PROVIDED PASSAGE:
_ _ _ _

Lakeville sees merit in developers' request

  • Article by: JIM ADAMS , Star Tribune
  • Updated: January 22, 2013 - 5:25 PM

The policy change would be an incentive for building outside the city's water service area.

Lakeville officials are considering a policy change that would encourage development in areas that currently can't hook up to city sewer and water service.

The change would allow certain property that is outside the metropolitan sewer service area to connect to city services. The City Council has expressed support for the proposal, and the Planning Commission held a public hearing on it last week, said Administrator Steve Mielke.

The proposal would be "an encouragement to development rather than controlling development," Mielke said.

The change was suggested more than a year ago at a city forum by developers who noted that some potential housing sites outside the service area are closer and would cost less to connect to existing sewer and water lines than other sites already inside the service area.

The City Council will review the proposal at a work session late this month before voting on the matter at a council meeting, said incoming Mayor Matt Little.

"I think it is good to be flexible to a degree," Little said. The policy change "would not be a development free-for-all. It wouldn't be anything goes. ... [But] a rigid rule that you can't develop outside the MUSA is not helpful."

MUSA stands for the Metropolitan Urban Service Area, which was created by state officials to slow suburban sprawl in the seven-county metro area. The goal is to make efficient use of the metro sewage treatment plants and other infrastructure by concentrating development closer to the urban core.

Typically, cities request MUSA boundary expansions in areas where they deem development is needed. That usually happens every eight years when cities review and modify their comprehensive plans, which are reviewed by the Metropolitan Council, Mielke said.

Any MUSA boundary changes must be approved by the Met Council, a body of geographically representative members appointed by the governor.

Under Lakeville's proposal, if landowners or developers of outlying sites requested service for sites near existing sewer lines, the City Council would support a MUSA expansion request to the Met Council, Mielke said.

He is aware of about six relatively small sites, roughly 10 acres or more, outside the MUSA whose owners might seek a boundary extension, he said.

_ _ _ _

EXERCISES TO COMPLETE:
(1) In the Lakeville article, what does MUSA stand for?
(2) Rewrite the Lakeville article starting at "The change would" and ending at "Administrator Steve Mielke.", putting "public meeting" in place of "public hearing".
The data that follows isn't needed for anything here.

DATA:
_ _ _ _

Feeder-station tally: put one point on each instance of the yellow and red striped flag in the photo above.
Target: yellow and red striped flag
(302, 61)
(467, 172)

_ _ _ _

PER-TASK ANSWERS:
(1) Metropolitan Urban Service Area

(2)
The change would allow certain property that is outside the metropolitan sewer service area to connect to city services. The City Council has expressed support for the proposal, and the Planning Commission held a public meeting on it last week, said Administrator Steve Mielke.